**STATED PROBLEM**
Omit every picture, then give all the entries again exactly.

**MATERIALS PROVIDED**

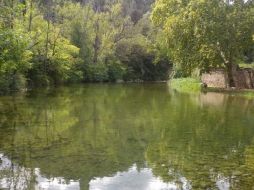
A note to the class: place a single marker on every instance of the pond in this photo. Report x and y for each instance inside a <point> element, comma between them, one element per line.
<point>126,137</point>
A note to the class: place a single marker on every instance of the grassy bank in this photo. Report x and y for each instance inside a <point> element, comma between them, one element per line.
<point>189,85</point>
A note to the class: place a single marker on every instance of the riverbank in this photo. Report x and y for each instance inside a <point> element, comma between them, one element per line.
<point>190,85</point>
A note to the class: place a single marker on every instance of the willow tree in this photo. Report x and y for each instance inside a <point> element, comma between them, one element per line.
<point>206,34</point>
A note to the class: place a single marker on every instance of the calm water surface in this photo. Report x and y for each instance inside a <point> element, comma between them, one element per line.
<point>126,137</point>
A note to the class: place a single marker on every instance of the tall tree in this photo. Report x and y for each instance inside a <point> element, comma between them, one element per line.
<point>205,34</point>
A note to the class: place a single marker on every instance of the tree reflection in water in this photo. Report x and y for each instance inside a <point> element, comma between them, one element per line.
<point>137,136</point>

**EXPECTED OUTPUT**
A note to the class: place a single marker on every instance of the pond in this photo. Report x and y for each instance inside a <point> element, comma between them, one element per line.
<point>126,137</point>
A note to the class: place a single marker on every instance of the grassy bank in this photo. Report x and y for each instance inside a <point> element, comma between them, one element per line.
<point>189,85</point>
A note to the class: place a single marker on every instance of the riverbank in this photo. Report x and y for each instance inside a <point> element, comma between them, one element per line.
<point>190,85</point>
A note to the class: place a single marker on every instance of the willow tree in this photo. Report x and y for each instance inside a <point> element, comma between them, one element per line.
<point>206,34</point>
A note to the class: place a single marker on every instance of the calm water surface in this photo. Report x and y for each instance inside a <point> element, comma between them, one element per line.
<point>126,137</point>
A note to the class: place a single marker on every instance of the tall tree in this photo. Report x and y for each instance inside a <point> element, comma between them, one element per line.
<point>205,34</point>
A note to the class: place a single marker on every instance of the tree reflection in water in this photo. Report x and y for each instance inside a <point> element, comma between them, one element per line.
<point>137,136</point>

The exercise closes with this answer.